ACTIVITY
Reproduce verbatim the records from their start up to and including the line with "274L2 271L0 303L182".

"""

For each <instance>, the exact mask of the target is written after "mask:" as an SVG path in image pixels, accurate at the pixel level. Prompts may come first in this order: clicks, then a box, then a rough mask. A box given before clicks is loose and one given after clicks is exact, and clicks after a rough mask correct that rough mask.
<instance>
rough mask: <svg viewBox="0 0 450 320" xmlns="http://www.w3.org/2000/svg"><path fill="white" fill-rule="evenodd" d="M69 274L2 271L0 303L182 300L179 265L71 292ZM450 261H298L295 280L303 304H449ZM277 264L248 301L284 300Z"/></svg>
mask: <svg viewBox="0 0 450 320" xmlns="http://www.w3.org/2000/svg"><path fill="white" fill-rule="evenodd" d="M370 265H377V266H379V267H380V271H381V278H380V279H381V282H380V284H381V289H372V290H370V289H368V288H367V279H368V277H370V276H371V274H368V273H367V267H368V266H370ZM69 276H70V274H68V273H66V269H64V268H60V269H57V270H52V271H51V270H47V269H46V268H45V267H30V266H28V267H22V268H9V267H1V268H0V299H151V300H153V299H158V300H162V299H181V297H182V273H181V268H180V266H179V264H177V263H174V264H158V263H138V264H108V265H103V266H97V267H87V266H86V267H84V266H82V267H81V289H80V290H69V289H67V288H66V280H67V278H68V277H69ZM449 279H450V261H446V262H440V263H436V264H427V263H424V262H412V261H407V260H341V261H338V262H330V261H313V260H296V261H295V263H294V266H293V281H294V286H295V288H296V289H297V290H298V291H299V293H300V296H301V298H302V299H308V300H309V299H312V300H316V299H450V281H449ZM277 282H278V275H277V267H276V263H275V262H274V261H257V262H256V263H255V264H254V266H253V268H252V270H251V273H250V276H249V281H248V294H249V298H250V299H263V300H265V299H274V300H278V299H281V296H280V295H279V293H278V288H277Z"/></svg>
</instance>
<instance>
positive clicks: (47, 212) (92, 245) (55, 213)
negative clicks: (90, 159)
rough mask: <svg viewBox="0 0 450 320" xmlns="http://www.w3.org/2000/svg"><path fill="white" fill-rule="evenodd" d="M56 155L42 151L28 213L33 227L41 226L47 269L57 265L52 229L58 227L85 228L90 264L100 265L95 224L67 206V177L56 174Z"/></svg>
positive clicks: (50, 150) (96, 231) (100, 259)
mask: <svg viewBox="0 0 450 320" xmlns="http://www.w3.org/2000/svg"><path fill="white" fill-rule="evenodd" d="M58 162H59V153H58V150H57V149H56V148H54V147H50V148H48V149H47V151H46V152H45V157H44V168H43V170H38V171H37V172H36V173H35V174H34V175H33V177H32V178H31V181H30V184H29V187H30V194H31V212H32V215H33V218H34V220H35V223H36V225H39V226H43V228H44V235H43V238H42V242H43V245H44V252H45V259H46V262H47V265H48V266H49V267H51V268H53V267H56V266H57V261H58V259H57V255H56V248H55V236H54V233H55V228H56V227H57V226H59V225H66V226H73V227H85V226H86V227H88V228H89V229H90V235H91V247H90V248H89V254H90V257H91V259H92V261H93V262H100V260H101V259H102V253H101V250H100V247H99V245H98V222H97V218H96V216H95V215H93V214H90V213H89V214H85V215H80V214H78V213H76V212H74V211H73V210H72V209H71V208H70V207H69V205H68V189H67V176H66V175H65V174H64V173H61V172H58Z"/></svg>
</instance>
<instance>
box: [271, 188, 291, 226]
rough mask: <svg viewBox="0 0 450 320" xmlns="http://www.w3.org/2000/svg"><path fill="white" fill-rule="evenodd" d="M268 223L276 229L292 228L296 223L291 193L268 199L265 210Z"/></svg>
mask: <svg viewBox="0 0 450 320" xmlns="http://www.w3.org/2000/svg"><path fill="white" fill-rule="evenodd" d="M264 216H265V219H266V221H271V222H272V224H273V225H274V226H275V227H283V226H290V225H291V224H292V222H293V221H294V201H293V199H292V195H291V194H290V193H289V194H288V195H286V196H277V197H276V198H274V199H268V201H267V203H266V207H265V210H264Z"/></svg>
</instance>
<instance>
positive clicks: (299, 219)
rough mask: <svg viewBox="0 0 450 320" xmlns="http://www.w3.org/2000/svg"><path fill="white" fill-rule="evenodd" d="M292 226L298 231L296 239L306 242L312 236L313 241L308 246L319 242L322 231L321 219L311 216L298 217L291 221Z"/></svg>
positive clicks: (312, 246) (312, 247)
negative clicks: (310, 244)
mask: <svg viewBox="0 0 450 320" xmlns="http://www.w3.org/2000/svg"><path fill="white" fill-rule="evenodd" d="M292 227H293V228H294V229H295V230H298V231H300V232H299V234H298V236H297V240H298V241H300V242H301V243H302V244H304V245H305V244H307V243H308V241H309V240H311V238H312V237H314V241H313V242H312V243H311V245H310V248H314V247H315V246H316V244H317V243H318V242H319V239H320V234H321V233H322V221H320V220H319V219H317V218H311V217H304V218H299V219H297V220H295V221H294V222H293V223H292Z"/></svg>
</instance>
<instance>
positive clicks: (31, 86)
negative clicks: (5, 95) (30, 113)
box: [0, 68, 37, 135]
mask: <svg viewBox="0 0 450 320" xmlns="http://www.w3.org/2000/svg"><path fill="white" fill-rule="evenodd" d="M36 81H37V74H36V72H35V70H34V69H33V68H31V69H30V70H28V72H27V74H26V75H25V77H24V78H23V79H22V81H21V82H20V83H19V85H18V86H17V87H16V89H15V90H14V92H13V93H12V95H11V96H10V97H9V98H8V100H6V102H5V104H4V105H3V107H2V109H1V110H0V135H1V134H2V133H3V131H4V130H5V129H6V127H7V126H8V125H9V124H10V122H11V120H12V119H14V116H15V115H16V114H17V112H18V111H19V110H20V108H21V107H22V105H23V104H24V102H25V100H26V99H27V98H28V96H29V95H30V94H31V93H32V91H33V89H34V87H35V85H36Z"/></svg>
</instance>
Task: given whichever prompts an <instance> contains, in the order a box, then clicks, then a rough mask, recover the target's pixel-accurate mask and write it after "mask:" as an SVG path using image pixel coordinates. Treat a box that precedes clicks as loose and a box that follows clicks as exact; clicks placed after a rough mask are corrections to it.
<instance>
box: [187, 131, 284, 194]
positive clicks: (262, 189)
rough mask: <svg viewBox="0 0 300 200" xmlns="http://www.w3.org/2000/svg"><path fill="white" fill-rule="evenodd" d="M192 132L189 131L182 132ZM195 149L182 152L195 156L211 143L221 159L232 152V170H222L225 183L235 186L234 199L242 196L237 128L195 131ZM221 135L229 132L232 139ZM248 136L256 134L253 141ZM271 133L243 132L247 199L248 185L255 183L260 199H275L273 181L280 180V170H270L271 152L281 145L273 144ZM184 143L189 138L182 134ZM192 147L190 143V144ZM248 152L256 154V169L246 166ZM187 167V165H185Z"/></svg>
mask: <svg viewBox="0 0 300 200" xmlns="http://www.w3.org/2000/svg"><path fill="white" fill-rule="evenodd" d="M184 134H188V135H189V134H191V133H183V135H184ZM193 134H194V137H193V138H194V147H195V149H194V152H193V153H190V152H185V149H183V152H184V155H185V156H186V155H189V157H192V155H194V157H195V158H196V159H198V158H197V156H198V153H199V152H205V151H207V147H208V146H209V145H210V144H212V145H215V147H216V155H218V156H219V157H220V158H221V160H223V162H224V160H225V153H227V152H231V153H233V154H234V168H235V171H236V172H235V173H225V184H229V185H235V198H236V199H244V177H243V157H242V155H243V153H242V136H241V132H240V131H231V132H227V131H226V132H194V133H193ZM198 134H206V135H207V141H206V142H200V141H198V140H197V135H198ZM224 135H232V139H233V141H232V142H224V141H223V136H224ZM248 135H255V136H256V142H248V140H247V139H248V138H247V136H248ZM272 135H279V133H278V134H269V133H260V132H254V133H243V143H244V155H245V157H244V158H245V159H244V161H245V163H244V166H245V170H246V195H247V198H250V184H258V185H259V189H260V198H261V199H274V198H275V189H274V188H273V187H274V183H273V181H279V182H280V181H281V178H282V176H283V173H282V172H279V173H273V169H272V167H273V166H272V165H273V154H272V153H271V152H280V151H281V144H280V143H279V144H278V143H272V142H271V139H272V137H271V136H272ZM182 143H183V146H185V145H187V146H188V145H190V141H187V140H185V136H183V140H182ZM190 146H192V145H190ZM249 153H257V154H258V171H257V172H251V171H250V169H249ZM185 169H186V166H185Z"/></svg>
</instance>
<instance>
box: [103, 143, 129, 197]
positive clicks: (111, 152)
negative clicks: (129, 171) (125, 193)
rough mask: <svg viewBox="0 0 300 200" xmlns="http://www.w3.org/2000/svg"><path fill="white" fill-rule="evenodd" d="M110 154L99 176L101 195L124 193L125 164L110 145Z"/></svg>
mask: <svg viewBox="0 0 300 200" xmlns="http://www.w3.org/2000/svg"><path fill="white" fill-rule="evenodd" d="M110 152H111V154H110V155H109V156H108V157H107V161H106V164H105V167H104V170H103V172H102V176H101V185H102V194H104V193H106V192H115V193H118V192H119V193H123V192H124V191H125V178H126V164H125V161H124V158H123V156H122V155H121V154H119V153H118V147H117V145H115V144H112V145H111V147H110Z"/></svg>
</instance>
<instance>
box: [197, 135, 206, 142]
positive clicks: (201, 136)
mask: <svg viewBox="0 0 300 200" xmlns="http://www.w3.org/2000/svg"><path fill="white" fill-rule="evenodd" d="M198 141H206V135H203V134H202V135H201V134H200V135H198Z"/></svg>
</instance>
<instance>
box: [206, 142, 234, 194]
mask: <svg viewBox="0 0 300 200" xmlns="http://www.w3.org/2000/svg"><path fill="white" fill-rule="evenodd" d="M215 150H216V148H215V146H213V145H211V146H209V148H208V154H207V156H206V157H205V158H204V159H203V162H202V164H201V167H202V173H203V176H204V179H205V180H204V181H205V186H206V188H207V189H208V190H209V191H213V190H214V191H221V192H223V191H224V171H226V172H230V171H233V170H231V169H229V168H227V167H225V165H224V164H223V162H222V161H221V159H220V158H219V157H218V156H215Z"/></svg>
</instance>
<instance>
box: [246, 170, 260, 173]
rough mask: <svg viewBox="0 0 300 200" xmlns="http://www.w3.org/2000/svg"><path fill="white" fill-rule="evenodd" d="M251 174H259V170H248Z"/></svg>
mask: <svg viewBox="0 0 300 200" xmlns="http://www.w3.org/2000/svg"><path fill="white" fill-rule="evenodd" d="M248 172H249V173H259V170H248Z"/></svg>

"""

ANSWER
For each <instance>, the exact mask of the target is written after "mask:" as an SVG path in image pixels, accurate at the pixel level. Prompts may come first in this order: clicks, then a box, then a rough mask. A box given before clicks is loose and one given after clicks is exact, and clicks after a rough mask correct that rough mask.
<instance>
rough mask: <svg viewBox="0 0 450 320" xmlns="http://www.w3.org/2000/svg"><path fill="white" fill-rule="evenodd" d="M69 274L2 271L0 303L182 300L179 265L71 292ZM450 261H298L295 280L303 304H449ZM277 264L248 301L284 300Z"/></svg>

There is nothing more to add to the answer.